Repeat every line of the items below word for word, leaving out the pictures.

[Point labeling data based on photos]
-- Start --

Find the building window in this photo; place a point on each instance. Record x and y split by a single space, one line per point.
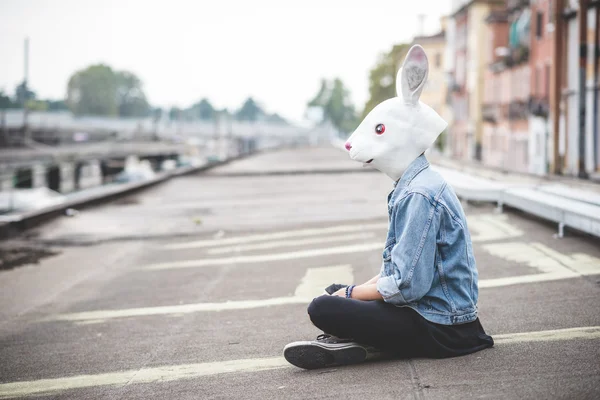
547 81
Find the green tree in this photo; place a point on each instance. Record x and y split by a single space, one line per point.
250 111
56 105
174 113
203 110
36 105
130 96
382 78
5 101
23 94
334 100
277 119
93 91
99 90
322 95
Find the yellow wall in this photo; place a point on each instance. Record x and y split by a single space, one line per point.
477 53
434 93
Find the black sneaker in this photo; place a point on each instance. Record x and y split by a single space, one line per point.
326 351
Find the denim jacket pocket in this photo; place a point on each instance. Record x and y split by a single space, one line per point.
387 251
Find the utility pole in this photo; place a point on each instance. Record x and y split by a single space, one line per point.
26 131
421 24
596 72
582 15
556 95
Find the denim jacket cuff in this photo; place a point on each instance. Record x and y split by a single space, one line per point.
388 288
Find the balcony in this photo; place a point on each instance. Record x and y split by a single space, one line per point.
489 113
517 110
513 5
540 106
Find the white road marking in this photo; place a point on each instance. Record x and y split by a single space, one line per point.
317 279
276 235
489 227
311 286
207 262
552 264
166 373
516 280
170 373
291 242
588 332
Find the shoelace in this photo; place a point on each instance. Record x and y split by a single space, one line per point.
327 338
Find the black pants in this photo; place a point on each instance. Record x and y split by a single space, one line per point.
397 330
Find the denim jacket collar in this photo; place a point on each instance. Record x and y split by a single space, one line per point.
418 165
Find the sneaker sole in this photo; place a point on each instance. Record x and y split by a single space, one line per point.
309 355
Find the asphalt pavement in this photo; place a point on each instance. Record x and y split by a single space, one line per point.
191 289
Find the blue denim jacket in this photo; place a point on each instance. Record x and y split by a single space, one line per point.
428 261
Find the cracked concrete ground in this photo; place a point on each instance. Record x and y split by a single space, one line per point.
101 321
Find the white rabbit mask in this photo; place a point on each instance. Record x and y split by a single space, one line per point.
399 129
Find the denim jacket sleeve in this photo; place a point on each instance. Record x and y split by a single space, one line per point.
411 270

-- End --

■ **Result for this exercise**:
Find the building window in this photo; place a point on each instance. Record x and y split by a single space, one line per point.
547 81
Find the green tree in this photo; place a point on each instance. Record x and y split by a single space, one line per point.
250 111
56 105
174 113
203 110
36 105
130 96
382 78
5 101
23 94
334 100
277 119
93 91
99 90
322 95
Find the yellow wall in this photo; place a point on each instance. Record x and y split by a single space, one line per point.
477 53
434 93
Find the black sneaker in this photo; place a point on each instance. Record x and y split by a single space, one line per point.
326 351
Find the denim jacket pocket in this photo; place a point on each instance. Record x and y split by a single space, one line per point.
387 251
Find the utility pole in this photo; place a point on each instance. Record x and y split by a single space, one line per point.
26 131
421 24
596 72
582 15
556 95
Find the denim jacket cuff in this photo; place a point on each instance. Record x and y split by a single space, one line per point.
388 288
Find the balcony in this photo; place a point on each instance. Record x and y split by a single space, one line per point.
489 113
517 110
513 5
540 106
Find the white road marking in this photo; place a point on each instance. Record x and y split by a single space, one line per point.
317 279
276 235
489 227
311 286
207 262
552 264
166 373
516 280
170 373
291 242
588 332
Find the shoelace in this photo; place a point on each instance. Record x and y split by a single space, one line per point.
327 338
Find the black pants in this photo; place a point on each instance. Record x and y split by a single space, one line per point.
397 330
Find the denim jacket collar in this photo; place a point on each instance. Record x and y split by a single space, one line per point.
418 165
Find the sneaker sole in this photo; place a point on each instance. Record x and y split by a single space, one line per point.
309 355
Find the asphalt pavement in this photo; place a point on each instance. Record x and y split by a single space, one line per point.
191 289
Find the blue denim jacket in this photo; place a point on each instance. Record x and y split by a single space, one line per point.
428 261
Find the cracked concrete ground in this photo; place a point on each instance. Record x and y split by a single space, one line per point.
101 321
Find the white rabbit mask in this photo; place a point on each instance. Record x and y split by a single space, one line per point.
399 129
Find the denim jacket sleeve in this photo; place a point on each instance. Record x and y split by a single space, one line per point.
411 270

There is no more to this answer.